Stated exercise:
Write the next part of the text about Japan's government agency for arts and culture, starting after its final sentence.

Excerpted text:
□ □ □ □ □ □ □

The  is a special body of the Japanese Ministry of Education, Culture, Sports, Science and Technology (MEXT). It was set up in 1968 to promote Japanese arts and culture.

The agency's budget for FY 2018 rose to ¥107.7 billion.

Overview
The agency's Cultural Affairs Division disseminates information about the arts within Japan and internationally, and the Cultural Properties Protection Division protects the nation's cultural heritage. The Cultural Affairs Division is concerned with such areas as art and culture promotion, art copyrights, and improvements in the national language. It also supports both national and local arts and cultural festivals, and it funds traveling cultural events in music, theater, dance, art exhibitions, and film-making. Special prizes are offered to encourage young artists and established practitioners, and some grants are given each year to enable them to train abroad. The agency funds national museums of modern art in Kyoto and Tokyo and The National Museum of Western Art in Tokyo, which exhibit both Japanese and international shows. The agency also supports the Japan Art Academy, which honors eminent persons of arts and letters, appointing them to membership and offering ￥3.5 million in prize money. Awards are made in the presence of the Emperor, who personally bestows the highest accolade, the Order of Culture. In 1989, for the first time two women — a writer and a costume designer — were nominated for the Order of Cultural Merit, another official honor carrying the same stipend.

□ □ □ □ □ □ □

Dataset excerpts on object pointing:
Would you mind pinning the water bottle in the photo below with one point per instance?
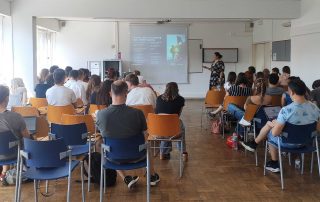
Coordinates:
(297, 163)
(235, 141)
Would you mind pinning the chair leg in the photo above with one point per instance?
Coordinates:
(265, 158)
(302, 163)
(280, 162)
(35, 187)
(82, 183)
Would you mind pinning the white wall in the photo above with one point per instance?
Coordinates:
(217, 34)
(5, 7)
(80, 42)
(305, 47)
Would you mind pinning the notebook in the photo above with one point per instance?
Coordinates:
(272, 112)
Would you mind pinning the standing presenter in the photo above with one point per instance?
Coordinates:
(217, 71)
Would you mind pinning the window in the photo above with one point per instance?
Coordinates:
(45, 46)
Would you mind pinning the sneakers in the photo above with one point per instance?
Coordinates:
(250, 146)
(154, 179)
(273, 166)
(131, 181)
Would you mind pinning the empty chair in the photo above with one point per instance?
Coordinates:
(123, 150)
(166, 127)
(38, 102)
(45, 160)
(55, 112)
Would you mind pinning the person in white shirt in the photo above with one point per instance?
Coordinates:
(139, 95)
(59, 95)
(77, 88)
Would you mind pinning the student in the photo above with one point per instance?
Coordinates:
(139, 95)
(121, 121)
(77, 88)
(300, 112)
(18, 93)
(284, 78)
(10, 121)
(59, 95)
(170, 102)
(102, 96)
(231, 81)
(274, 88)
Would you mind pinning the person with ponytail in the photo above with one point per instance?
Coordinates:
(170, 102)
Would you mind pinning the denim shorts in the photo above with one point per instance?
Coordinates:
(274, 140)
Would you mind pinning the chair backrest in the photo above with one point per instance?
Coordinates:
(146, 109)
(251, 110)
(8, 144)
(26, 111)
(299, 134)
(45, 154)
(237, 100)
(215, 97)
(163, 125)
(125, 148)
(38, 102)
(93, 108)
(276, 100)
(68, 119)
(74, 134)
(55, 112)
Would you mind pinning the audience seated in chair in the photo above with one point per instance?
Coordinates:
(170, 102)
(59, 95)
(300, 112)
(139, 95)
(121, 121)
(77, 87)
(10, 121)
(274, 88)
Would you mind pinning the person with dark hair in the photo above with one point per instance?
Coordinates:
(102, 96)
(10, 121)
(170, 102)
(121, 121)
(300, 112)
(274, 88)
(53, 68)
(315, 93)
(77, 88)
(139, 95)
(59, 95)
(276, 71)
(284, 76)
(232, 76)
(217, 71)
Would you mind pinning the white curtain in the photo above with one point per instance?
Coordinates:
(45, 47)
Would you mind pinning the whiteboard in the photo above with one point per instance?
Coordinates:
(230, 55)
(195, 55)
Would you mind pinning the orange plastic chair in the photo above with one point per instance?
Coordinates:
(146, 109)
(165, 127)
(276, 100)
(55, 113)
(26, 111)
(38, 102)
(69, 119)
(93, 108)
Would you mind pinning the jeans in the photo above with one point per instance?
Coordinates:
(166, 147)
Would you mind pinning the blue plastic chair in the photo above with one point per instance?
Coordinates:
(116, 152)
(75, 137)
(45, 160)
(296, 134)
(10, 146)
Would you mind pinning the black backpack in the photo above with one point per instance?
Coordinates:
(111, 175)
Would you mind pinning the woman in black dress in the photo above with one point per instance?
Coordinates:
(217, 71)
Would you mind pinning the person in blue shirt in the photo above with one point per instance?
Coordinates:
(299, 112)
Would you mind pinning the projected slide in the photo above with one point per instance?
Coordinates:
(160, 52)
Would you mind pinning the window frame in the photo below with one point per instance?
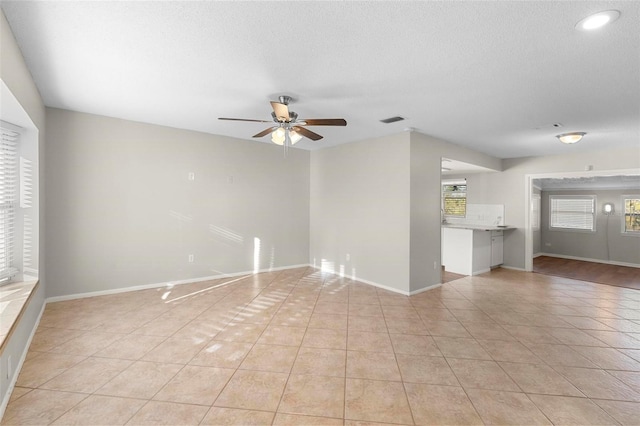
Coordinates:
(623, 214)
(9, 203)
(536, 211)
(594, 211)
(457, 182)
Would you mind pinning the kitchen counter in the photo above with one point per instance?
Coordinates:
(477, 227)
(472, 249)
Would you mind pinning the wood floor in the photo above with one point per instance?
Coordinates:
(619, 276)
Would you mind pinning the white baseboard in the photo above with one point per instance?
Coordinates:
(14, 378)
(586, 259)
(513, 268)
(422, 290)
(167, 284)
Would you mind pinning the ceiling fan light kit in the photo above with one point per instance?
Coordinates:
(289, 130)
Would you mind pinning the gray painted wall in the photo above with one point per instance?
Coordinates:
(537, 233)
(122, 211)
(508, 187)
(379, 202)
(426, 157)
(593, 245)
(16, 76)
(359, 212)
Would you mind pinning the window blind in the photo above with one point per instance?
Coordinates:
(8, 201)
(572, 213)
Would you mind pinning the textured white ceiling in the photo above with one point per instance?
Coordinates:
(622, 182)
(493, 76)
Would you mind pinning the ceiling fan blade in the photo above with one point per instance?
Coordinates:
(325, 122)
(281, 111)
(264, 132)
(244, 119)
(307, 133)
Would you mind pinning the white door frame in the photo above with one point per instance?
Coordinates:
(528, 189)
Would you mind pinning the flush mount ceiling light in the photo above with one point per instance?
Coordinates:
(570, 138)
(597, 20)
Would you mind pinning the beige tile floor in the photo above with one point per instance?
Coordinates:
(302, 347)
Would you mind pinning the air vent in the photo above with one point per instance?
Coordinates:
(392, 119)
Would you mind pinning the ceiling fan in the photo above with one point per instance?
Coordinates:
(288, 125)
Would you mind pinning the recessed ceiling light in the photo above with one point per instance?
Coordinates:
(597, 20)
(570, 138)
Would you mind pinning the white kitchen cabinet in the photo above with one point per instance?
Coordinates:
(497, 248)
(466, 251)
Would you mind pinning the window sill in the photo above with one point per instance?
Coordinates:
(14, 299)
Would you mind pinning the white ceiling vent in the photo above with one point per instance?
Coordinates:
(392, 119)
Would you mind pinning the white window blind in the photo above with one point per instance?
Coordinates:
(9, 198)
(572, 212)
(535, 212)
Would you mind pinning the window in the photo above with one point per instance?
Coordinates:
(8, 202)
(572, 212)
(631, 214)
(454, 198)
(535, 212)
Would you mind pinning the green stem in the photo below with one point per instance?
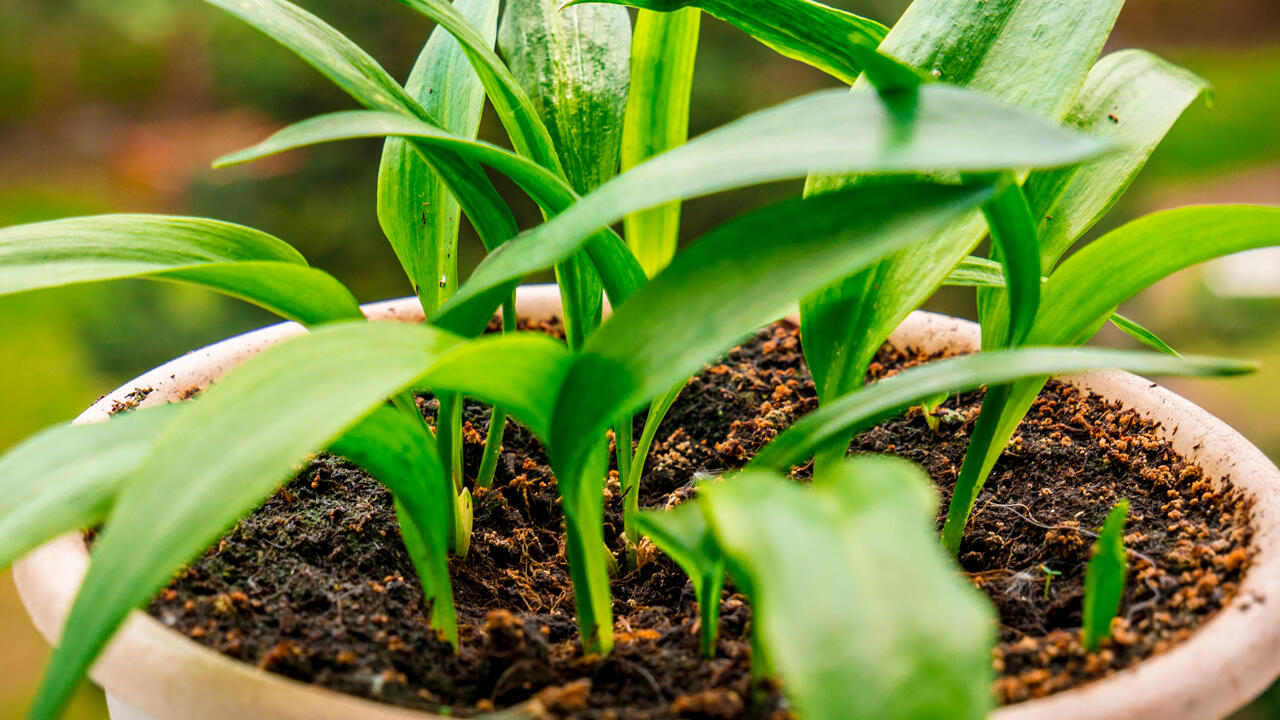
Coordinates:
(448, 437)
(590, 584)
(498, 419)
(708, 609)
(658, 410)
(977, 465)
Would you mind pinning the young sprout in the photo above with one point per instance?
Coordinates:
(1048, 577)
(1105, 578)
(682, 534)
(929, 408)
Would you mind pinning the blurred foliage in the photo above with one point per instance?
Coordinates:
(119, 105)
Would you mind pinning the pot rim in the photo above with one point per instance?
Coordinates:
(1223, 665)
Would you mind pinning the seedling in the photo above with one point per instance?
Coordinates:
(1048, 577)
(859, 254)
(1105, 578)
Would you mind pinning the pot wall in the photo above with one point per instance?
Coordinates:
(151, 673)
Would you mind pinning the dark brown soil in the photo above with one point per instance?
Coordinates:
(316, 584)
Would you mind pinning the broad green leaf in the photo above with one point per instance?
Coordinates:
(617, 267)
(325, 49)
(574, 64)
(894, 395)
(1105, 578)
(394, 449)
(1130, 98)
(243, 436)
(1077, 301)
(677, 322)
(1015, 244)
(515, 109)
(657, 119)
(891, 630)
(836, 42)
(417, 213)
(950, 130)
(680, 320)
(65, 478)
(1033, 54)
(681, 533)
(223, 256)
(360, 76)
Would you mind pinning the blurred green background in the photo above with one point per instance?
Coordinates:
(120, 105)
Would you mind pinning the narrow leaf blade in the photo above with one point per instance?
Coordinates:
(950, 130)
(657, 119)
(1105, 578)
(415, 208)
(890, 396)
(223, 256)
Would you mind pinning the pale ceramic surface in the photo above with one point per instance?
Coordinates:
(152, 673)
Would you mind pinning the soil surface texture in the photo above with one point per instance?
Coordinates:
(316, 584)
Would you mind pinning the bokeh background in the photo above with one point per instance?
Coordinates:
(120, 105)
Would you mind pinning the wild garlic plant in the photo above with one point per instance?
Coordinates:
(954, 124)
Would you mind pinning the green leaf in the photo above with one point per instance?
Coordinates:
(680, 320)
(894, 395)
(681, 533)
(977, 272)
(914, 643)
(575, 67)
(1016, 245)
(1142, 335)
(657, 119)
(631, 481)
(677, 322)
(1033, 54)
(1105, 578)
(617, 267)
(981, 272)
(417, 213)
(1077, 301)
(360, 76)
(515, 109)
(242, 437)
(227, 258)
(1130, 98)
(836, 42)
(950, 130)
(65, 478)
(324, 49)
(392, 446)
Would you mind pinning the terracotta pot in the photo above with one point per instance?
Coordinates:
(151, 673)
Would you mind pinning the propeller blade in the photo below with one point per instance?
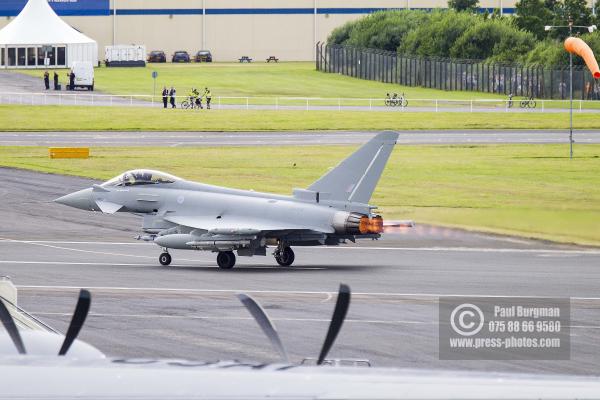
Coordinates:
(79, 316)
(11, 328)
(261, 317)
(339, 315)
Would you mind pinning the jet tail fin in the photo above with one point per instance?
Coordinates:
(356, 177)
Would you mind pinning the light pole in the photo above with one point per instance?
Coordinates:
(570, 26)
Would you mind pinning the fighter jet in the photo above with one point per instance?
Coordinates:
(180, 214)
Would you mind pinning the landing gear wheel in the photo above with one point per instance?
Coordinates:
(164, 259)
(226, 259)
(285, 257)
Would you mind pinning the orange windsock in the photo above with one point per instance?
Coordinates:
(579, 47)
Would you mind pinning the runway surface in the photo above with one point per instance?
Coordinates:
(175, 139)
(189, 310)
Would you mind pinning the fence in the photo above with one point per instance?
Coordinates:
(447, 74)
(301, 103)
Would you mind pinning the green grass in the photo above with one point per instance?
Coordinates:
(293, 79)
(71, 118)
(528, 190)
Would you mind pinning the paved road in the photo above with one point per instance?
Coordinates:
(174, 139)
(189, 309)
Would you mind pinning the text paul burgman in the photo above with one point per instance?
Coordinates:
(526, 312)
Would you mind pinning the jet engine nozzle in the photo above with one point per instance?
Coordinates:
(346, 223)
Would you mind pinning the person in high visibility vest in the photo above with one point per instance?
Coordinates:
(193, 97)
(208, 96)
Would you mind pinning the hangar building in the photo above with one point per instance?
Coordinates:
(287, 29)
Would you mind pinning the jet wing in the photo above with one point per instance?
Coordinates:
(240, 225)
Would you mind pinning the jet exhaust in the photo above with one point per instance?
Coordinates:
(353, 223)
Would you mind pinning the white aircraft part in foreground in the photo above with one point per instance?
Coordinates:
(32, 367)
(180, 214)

□ □ □ □ □ □ □

Task answer:
The Cultural Properties Protection Division originally was established to oversee restorations after World War II. As of April 2018, it was responsible for 1,805 historic sites, including the ancient capitals of Asuka, Heijokyo, and Fujiwara, 410 scenic places, and 1,027 national monuments, and for such indigenous fauna as ibis and storks. In addition, over 10,000 items had the lesser designation of Important Cultural Properties, with fine arts and crafts accounting for the largest share, with over 10,000 so designated.

The government protects buried properties, of which some 300,000 had been identified. During the 1980s, many important prehistoric and historic sites were investigated by the archaeological institutes that the agency funded, resulting in about 2,000 excavations in 1989. The wealth of material unearthed shed new light on the controversial period of the formation of the Japanese state.

A 1975 amendment to the Cultural Properties Protection Act of 1897 enabled the Agency for Cultural Affairs to designate traditional areas and buildings in urban centers for preservation. From time to time, various endangered traditional artistic skills are added to the agency's preservation roster, such as the 1989 inclusion of a kind of ancient doll making.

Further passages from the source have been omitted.